> **Çözülecek Problemler**
• 1. Düğmeli Evler metninde adı geçen bütün yer adlarını sıralayın.
• 2. Düğmeli Evler metninde “Bir metreyi geçen” sözlerinden “sadece dağlarda kalmış.” sözlerine kadar her şeyi olduğu gibi yazın.

> **Alıştırma Metni**
......
Bu memleketin onca güzelliğine aşık bir doğa sever olarak yine merakıma yenik düştüm ve yollarına revan olduğum Ormana köyüne çevirdim rotayı.
“Toroslar bahane, Düğmeli Evler şahane!” sloganıyla.
Gün batımına yakın Ormana köyündeyim.
O da ne? “40 kat el” derler ya! Yabancı turistler methini duyup gelmiş, geziniyorlar bile.
Sahi neydi “Düğmeli Ev” deyiminin anlamı?
Düğmeli Evler, Toroslardaki yörüklerin zaman içinde oluşturduğu bir mimari tarz olup ağaç ile taşın mükemmel uyumudur.
Kökeni, çobanlık yapan yürüklerin keçi sürülerini korumak için taşlardan önceleri basit bir şekilde yaptıkları barınakların eve dönüşmesi ile oluşmuş.
Peki nasıl yapılmış?
Bir metreyi geçen genişlikte taşlar dizilir ve her sıra sedir ağaçlarından latalar ile güçlendirilir. Bir sıra taş üzerinde ağaç hatıllar karşılıklı olarak enine ve dikine dizilerek taşlar kitlenir. Bu ağaç dizimi bir düğme gibi olup duvarın sabit kalmasını sağlar.
Beyşehir Gölü’nün güneyinden Antalya sahile kadar uzanan bu mimari yapı, uzun zamanların mimarisi olsa da zaman içinde özellikle sahil kesiminde daha modern (neye, kime göre?!) mimariye geçiş nedeni ile yok olmuş ve sadece dağlarda kalmış.
......
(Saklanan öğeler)

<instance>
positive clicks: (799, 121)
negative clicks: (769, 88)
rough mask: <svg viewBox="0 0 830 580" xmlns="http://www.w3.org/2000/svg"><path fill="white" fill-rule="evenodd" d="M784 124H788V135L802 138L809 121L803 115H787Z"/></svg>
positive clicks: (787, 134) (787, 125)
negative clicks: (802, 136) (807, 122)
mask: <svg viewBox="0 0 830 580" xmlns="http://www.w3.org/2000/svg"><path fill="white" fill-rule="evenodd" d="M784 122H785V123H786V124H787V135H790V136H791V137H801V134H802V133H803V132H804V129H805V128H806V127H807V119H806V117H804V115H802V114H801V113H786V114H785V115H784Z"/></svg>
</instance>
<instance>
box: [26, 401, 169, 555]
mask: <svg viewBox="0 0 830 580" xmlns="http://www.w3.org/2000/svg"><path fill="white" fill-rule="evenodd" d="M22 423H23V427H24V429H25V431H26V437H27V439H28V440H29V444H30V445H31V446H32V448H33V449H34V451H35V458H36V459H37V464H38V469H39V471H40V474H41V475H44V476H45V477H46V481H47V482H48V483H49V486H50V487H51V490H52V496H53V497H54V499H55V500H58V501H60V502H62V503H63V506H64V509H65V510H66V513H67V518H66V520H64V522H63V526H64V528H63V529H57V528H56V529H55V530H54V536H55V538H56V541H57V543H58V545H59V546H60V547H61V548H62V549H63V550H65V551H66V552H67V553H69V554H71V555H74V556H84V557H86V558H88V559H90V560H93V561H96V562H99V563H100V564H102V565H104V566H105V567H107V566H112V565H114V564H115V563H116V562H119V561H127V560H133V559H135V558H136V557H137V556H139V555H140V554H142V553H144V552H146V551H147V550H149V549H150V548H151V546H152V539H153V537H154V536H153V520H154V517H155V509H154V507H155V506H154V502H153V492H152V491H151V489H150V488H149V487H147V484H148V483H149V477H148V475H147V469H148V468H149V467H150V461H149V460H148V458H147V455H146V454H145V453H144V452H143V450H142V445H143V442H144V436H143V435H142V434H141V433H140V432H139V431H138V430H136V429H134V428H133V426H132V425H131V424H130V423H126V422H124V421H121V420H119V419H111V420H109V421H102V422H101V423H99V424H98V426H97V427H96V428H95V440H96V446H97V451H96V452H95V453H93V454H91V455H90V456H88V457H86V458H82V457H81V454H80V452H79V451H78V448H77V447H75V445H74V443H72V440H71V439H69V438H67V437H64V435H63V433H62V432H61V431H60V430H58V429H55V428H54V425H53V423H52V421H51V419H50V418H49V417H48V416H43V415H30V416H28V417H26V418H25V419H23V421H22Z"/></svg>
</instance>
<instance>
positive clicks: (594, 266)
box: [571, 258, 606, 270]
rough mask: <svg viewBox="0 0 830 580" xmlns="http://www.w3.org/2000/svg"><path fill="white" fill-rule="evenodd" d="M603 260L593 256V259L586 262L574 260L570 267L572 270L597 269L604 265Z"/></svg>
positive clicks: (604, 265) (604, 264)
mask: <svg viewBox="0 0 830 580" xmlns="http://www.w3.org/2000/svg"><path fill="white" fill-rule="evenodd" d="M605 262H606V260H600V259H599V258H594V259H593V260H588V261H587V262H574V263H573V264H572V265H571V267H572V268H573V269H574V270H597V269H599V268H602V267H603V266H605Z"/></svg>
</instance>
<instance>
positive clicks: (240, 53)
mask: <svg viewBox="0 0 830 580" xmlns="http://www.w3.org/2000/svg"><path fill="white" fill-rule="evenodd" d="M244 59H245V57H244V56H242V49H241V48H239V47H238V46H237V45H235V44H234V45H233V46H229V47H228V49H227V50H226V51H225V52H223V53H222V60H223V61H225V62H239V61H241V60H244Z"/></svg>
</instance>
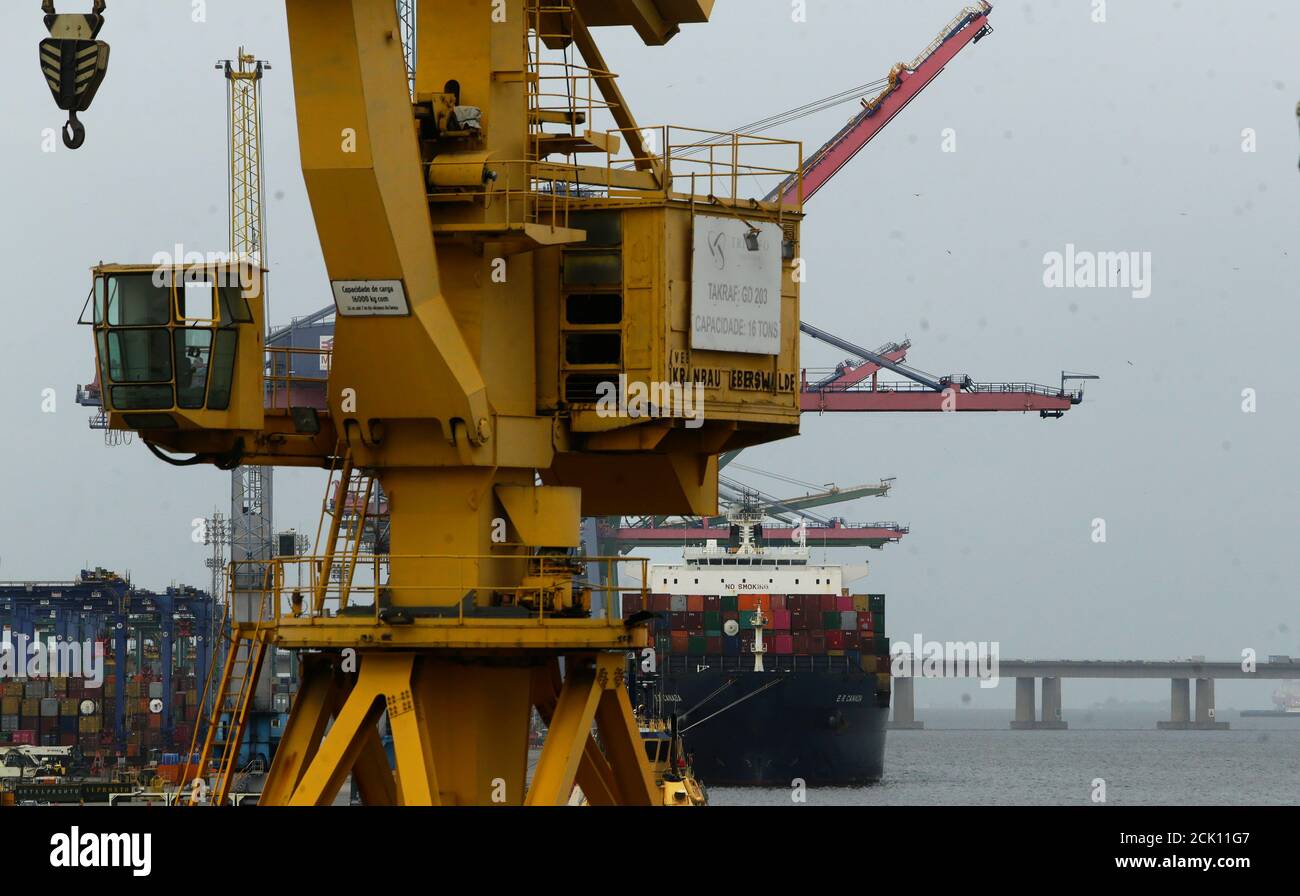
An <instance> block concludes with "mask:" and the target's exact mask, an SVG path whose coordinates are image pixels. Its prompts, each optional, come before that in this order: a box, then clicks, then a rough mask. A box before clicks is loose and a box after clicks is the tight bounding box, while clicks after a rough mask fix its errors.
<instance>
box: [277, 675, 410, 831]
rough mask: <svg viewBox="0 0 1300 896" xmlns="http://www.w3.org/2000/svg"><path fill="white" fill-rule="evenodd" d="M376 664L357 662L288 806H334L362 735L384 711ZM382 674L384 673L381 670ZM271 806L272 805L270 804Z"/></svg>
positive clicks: (362, 744)
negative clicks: (355, 674)
mask: <svg viewBox="0 0 1300 896" xmlns="http://www.w3.org/2000/svg"><path fill="white" fill-rule="evenodd" d="M378 666H380V665H378V663H374V665H372V663H370V662H369V661H368V659H367V661H363V662H361V671H360V675H359V678H357V681H356V685H355V687H354V688H352V692H351V693H350V694H348V696H347V700H346V701H344V702H343V706H342V709H341V710H339V713H338V717H337V718H335V719H334V724H333V726H331V727H330V730H329V733H328V735H325V740H322V741H321V744H320V748H318V749H317V752H316V756H315V757H312V761H311V763H309V765H308V766H307V769H305V770H304V771H303V778H302V780H300V782H299V784H298V787H296V788H294V792H292V795H291V796H290V797H289V805H291V806H328V805H330V804H331V802H334V797H335V796H338V791H339V788H341V787H343V782H344V780H346V779H347V775H348V772H350V771H351V770H352V766H354V765H356V759H357V757H360V754H361V749H363V746H364V744H365V735H367V733H368V731H369V730H372V728H373V727H374V726H376V724H377V723H378V720H380V715H381V714H382V711H383V702H382V701H381V700H380V697H381V696H382V694H383V684H386V683H383V681H377V680H376V679H377V675H378V672H381V670H380V668H378ZM382 671H386V670H382ZM272 805H273V804H272Z"/></svg>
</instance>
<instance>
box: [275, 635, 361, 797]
mask: <svg viewBox="0 0 1300 896" xmlns="http://www.w3.org/2000/svg"><path fill="white" fill-rule="evenodd" d="M334 659H335V658H334V657H331V655H326V654H304V655H303V657H302V676H300V681H302V683H300V684H299V688H298V694H296V696H295V697H294V706H292V709H291V710H290V713H289V722H287V723H286V724H285V732H283V735H282V736H281V739H279V745H278V746H277V748H276V758H274V759H273V761H272V763H270V770H269V771H268V772H266V783H265V785H264V787H263V789H261V798H260V801H259V804H260V805H264V806H281V805H285V804H287V802H289V796H290V795H291V793H292V792H294V789H295V788H296V787H298V783H299V782H300V780H302V779H303V772H304V771H305V770H307V766H308V765H311V761H312V758H313V757H315V756H316V748H317V745H318V744H320V741H321V736H322V735H324V733H325V726H326V723H328V722H329V719H330V717H333V715H334V711H335V710H337V707H338V705H339V702H341V698H342V696H343V694H342V693H341V692H339V683H338V679H337V676H335V672H334Z"/></svg>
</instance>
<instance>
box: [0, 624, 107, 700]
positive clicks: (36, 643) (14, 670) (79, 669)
mask: <svg viewBox="0 0 1300 896" xmlns="http://www.w3.org/2000/svg"><path fill="white" fill-rule="evenodd" d="M52 678H72V679H85V683H86V687H88V688H99V687H101V685H103V684H104V646H103V645H101V644H99V642H96V641H59V640H55V639H51V640H48V641H42V640H40V639H29V637H27V636H26V635H17V636H14V639H13V641H5V642H4V644H0V680H4V679H52Z"/></svg>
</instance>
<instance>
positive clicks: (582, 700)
mask: <svg viewBox="0 0 1300 896" xmlns="http://www.w3.org/2000/svg"><path fill="white" fill-rule="evenodd" d="M619 662H623V659H621V657H620V658H619ZM598 672H599V668H598V665H597V663H593V662H590V661H589V659H588V658H585V657H571V658H569V659H568V661H567V662H565V670H564V685H563V687H562V688H560V696H559V700H558V701H556V705H555V714H554V715H552V717H551V726H550V728H549V730H547V731H546V743H545V744H543V745H542V756H541V758H539V759H538V761H537V769H536V770H534V771H533V783H532V785H530V787H529V788H528V800H526V801H525V802H526V805H529V806H556V805H565V804H567V802H568V798H569V795H571V793H572V792H573V779H575V776H576V775H577V767H578V763H580V762H581V759H582V750H584V749H585V746H586V741H588V739H589V737H590V736H591V722H593V720H594V719H595V707H597V705H598V704H599V702H601V681H599V674H598Z"/></svg>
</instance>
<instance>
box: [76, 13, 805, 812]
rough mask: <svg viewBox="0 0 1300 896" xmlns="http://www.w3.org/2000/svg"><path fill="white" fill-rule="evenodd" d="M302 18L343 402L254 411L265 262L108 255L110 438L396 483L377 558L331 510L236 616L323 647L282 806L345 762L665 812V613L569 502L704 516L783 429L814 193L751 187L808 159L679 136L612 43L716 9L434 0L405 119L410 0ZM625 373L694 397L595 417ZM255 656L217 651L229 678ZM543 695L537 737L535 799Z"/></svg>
mask: <svg viewBox="0 0 1300 896" xmlns="http://www.w3.org/2000/svg"><path fill="white" fill-rule="evenodd" d="M286 9H287V23H289V38H290V47H291V55H292V68H294V87H295V95H296V101H298V109H296V112H298V126H299V140H300V153H302V165H303V174H304V179H305V183H307V190H308V194H309V198H311V203H312V211H313V215H315V218H316V226H317V234H318V237H320V242H321V248H322V252H324V257H325V264H326V269H328V272H329V277H330V285H331V290H333V293H334V299H335V307H337V312H338V319H337V326H335V336H334V346H333V354H331V358H330V369H329V390H328V408H326V410H324V411H322V410H316V408H313V407H309V406H298V404H292V403H290V402H269V403H268V402H266V398H265V395H266V391H268V390H270V391H272V393H276V391H277V390H279V389H282V388H283V386H285V385H286V384H282V382H278V381H277V380H278V377H277V375H276V371H278V369H291V365H285V367H278V365H277V364H276V363H274V355H276V352H279V351H285V352H291V351H292V349H283V350H281V349H270V354H272V363H270V365H269V368H268V364H266V358H265V354H266V346H265V345H264V341H263V339H264V332H265V323H264V321H265V306H264V298H265V296H264V285H263V278H261V270H260V265H257V264H256V263H252V261H251V260H247V259H244V260H239V261H237V263H231V264H221V265H204V267H203V268H201V269H195V268H181V267H178V268H175V269H172V270H166V272H164V273H166V274H169V276H168V277H165V278H164V283H162V285H161V286H160V285H157V283H155V278H156V274H157V273H159V272H157V270H156V269H155V267H153V265H133V264H104V265H99V267H96V268H95V269H94V281H95V293H94V296H95V302H94V306H95V308H94V311H95V313H94V328H95V345H96V358H98V363H99V371H100V382H101V384H103V394H104V410H105V412H107V414H108V424H109V427H110V428H113V429H120V430H133V432H135V433H138V434H139V436H140V437H142V440H143V441H144V442H146V443H147V445H149V446H151V449H152V450H155V451H156V453H159V454H162V455H166V456H169V458H170V459H172V460H174V462H179V463H212V464H217V466H220V467H226V468H230V467H237V466H242V464H243V466H261V464H265V466H303V467H321V466H325V467H330V468H333V471H334V473H333V475H331V479H330V482H331V485H330V489H337V488H338V485H337V484H338V482H346V484H347V492H348V494H360V495H363V499H361V501H359V502H356V503H352V502H351V501H348V499H344V501H342V502H335V507H342V508H348V507H352V508H357V507H360V508H365V507H368V506H369V499H368V498H369V495H370V494H372V493H373V492H372V489H373V488H374V486H381V488H382V493H383V494H385V495H386V499H387V511H389V525H390V553H387V554H386V555H382V557H380V555H367V553H365V551H364V549H363V547H361V545H360V544H359V540H354V538H351V536H350V533H351V534H355V533H357V532H363V531H364V527H363V525H347V527H344V525H343V524H342V516H343V515H344V514H343V512H337V514H333V515H331V519H329V520H328V521H326V525H325V533H324V534H322V537H321V540H320V542H318V544H317V549H316V554H315V555H313V557H311V558H274V559H270V560H268V562H266V563H264V564H261V566H263V575H261V580H260V581H261V589H260V594H259V600H257V601H256V606H247V607H242V609H240V613H239V616H238V618H237V619H235V620H234V626H235V631H237V636H238V637H242V639H246V640H250V641H255V642H259V644H272V642H273V644H276V645H278V646H282V648H286V649H292V650H299V652H303V680H302V687H300V689H299V692H298V694H296V698H295V701H294V706H292V711H291V714H290V718H289V722H287V726H286V730H285V732H283V737H282V741H281V748H279V750H278V752H277V754H276V758H274V762H273V765H272V767H270V770H269V772H268V776H266V780H265V787H264V791H263V796H261V804H263V805H281V804H292V805H324V804H329V802H331V801H333V798H334V796H335V793H337V792H338V789H339V787H341V785H342V783H343V780H344V779H346V778H347V776H348V775H350V774H351V775H352V778H354V780H355V782H356V784H357V789H359V791H360V793H361V796H363V798H364V800H365V801H367V802H404V804H493V802H504V804H516V805H517V804H529V805H546V804H562V802H565V801H567V800H568V796H569V792H571V789H572V787H573V783H575V782H577V783H578V784H580V785H581V788H582V791H584V792H585V795H586V797H588V801H589V802H591V804H614V802H619V804H641V805H649V804H654V802H656V801H658V800H656V795H655V792H654V782H653V778H651V775H650V769H649V766H647V762H646V759H645V756H643V752H642V749H641V744H640V739H638V736H637V728H636V723H634V718H633V715H632V707H630V704H629V700H628V694H627V689H625V688H624V687H623V670H624V657H625V653H627V650H629V649H636V648H641V646H643V645H645V644H646V632H645V629H643V628H642V627H640V626H632V627H628V626H625V624H624V623H623V620H621V619H620V618H619V614H610V615H608V616H607V618H603V619H593V618H591V616H590V613H589V607H590V602H591V596H590V593H589V590H588V588H586V586H585V585H584V584H582V581H584V580H582V577H581V576H582V562H581V559H580V558H576V557H575V555H573V549H576V547H577V544H578V528H580V519H581V516H582V515H623V514H663V515H686V514H690V515H701V516H706V515H712V514H716V512H718V455H719V454H722V453H724V451H731V450H737V449H741V447H745V446H750V445H757V443H762V442H767V441H772V440H776V438H783V437H788V436H793V434H796V433H797V430H798V417H800V399H798V389H797V382H798V375H797V371H798V345H797V343H798V326H797V321H798V320H800V316H798V296H800V286H798V282H797V280H796V277H794V276H793V257H794V256H796V254H797V248H798V242H800V226H801V221H802V213H801V209H800V208H798V205H797V204H789V203H763V202H759V200H755V199H753V198H751V196H746V195H742V194H740V192H738V190H740V189H741V185H748V183H751V182H753V179H751V178H753V177H758V178H763V177H768V178H771V179H777V178H785V177H787V176H790V174H797V172H798V160H800V150H798V146H797V144H796V143H783V142H780V140H772V139H767V138H755V137H750V135H745V134H728V135H725V140H727V144H728V146H731V147H732V150H733V152H732V153H729V155H727V156H725V157H723V156H720V155H714V156H712V157H710V159H707V160H701V159H698V157H690V156H681V155H676V151H677V150H681V148H682V147H686V146H690V144H693V143H695V142H698V139H699V135H698V131H693V130H690V131H684V130H681V129H675V127H660V129H656V131H655V139H654V140H649V139H646V134H645V131H642V129H641V127H640V125H638V124H637V121H636V118H634V117H633V114H632V109H630V105H629V103H628V101H627V99H625V98H624V95H623V94H621V91H620V90H619V87H617V83H616V81H615V77H614V75H612V74H611V73H610V66H608V65H607V64H606V61H604V59H603V56H602V55H601V52H599V48H598V44H597V40H595V38H594V34H593V31H594V30H595V29H599V27H614V26H630V27H633V29H636V31H637V34H638V35H640V36H641V39H642V40H643V42H645V43H646V44H650V46H658V44H663V43H667V42H668V40H669V39H672V36H673V35H675V34H676V33H677V31H679V30H680V29H681V27H682V26H685V25H689V23H703V22H707V20H708V17H710V13H711V9H712V1H711V0H673V1H672V3H666V1H664V0H655V1H651V0H646V1H643V3H642V1H638V3H634V4H608V3H606V1H604V0H458V1H456V3H448V1H446V0H424V1H422V3H420V4H419V14H417V17H416V26H415V27H416V47H417V49H416V60H417V61H416V66H415V101H413V103H412V101H411V99H409V95H408V92H409V82H408V68H407V64H406V60H404V57H403V42H402V39H400V23H399V20H398V10H396V8H395V5H394V3H393V0H286ZM573 48H576V51H577V56H578V57H580V59H581V62H577V61H573V60H572V59H571V57H569V55H568V53H567V52H565V51H569V49H573ZM624 147H627V148H625V150H624ZM755 147H757V148H758V152H757V156H758V160H757V161H751V160H750V159H751V151H753V150H754V148H755ZM779 147H785V150H787V152H785V156H787V157H788V161H784V163H774V160H772V152H774V148H779ZM624 163H629V164H630V168H624ZM692 174H694V176H695V177H692ZM694 183H698V185H703V183H708V185H711V190H710V192H707V194H697V195H690V194H688V192H685V191H684V189H686V187H689V186H690V185H694ZM764 189H766V187H764ZM177 341H183V345H201V343H207V345H208V346H211V349H209V354H208V356H207V362H208V363H207V367H201V365H198V364H181V363H173V345H175V343H177ZM177 358H179V356H177ZM268 371H269V372H268ZM624 376H625V377H628V378H629V380H630V381H636V382H645V384H658V385H659V386H662V388H663V389H666V391H663V393H662V394H667V395H669V398H671V395H672V386H673V385H676V386H677V388H679V393H677V394H680V389H681V388H682V386H684V385H685V384H694V382H701V384H702V385H703V388H705V397H706V408H707V412H706V414H705V416H703V417H693V416H690V415H689V408H682V407H677V406H675V404H673V403H672V402H669V403H667V404H664V403H660V404H659V406H658V407H656V408H655V410H654V412H653V414H642V412H637V414H633V412H617V414H610V412H607V411H606V410H602V406H601V404H599V402H598V399H597V395H598V393H599V391H601V389H602V386H604V385H607V384H611V382H620V377H624ZM268 404H269V407H268ZM697 424H698V425H697ZM177 454H183V455H188V456H186V458H177V456H174V455H177ZM354 486H355V488H354ZM641 580H642V581H645V576H642V577H641ZM642 588H643V585H642ZM612 597H615V598H616V597H617V593H616V590H615V593H614V594H612ZM560 657H564V658H565V663H564V672H563V676H562V674H560V665H559V659H560ZM253 672H255V670H250V668H238V667H234V666H233V665H231V663H227V666H226V668H225V670H224V672H222V681H221V684H220V687H221V688H225V689H227V691H231V692H234V691H237V688H239V685H238V684H237V681H240V680H247V679H248V676H250V675H252V674H253ZM533 707H536V709H537V710H538V711H539V713H541V715H542V717H543V719H546V720H547V723H549V731H547V737H546V741H545V745H543V748H542V753H541V757H539V759H538V763H537V766H536V771H534V774H533V776H532V780H530V783H525V782H526V771H528V769H526V739H528V728H529V724H528V723H529V714H530V711H532V709H533ZM385 713H386V717H387V723H389V728H390V731H391V736H393V749H394V754H395V762H396V769H395V770H394V769H393V767H391V766H390V765H389V761H387V758H386V756H385V750H383V748H382V745H381V741H380V735H378V728H377V722H378V719H380V717H381V715H383V714H385ZM593 722H594V723H595V726H597V728H598V730H599V739H598V740H597V739H595V737H593V733H591V726H593ZM326 728H328V731H326ZM204 753H205V756H204V759H207V758H208V757H207V753H208V752H207V750H205V752H204ZM221 766H222V767H221V769H220V774H218V779H217V780H218V792H217V793H216V795H213V796H214V798H213V800H212V801H213V802H217V801H220V797H221V796H222V792H221V791H222V789H224V788H226V787H227V785H229V782H230V779H231V775H233V770H231V769H230V767H229V762H227V759H221ZM394 772H396V774H394Z"/></svg>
......
> **Etkinlik Cevapları**
• 1. Ormana köyü, Toroslar, Beyşehir Gölü, Antalya

• 2.
Bir metreyi geçen genişlikte taşlar dizilir ve her sıra sedir ağaçlarından latalar ile güçlendirilir. Bir sıra taş üzerinde ağaç hatıllar karşılıklı olarak enine ve dikine dizilerek taşlar kitlenir. Bu ağaç dizimi bir düğme gibi olup duvarın sabit kalmasını sağlar.
Beyşehir Gölü’nün güneyinden Antalya sahile kadar uzanan bu mimari yapı, uzun zamanların mimarisi olsa da zaman içinde özellikle sahil kesiminde daha modern (neye, kime göre?!) mimariye geçiş nedeni ile yok olmuş ve sadece dağlarda kalmış.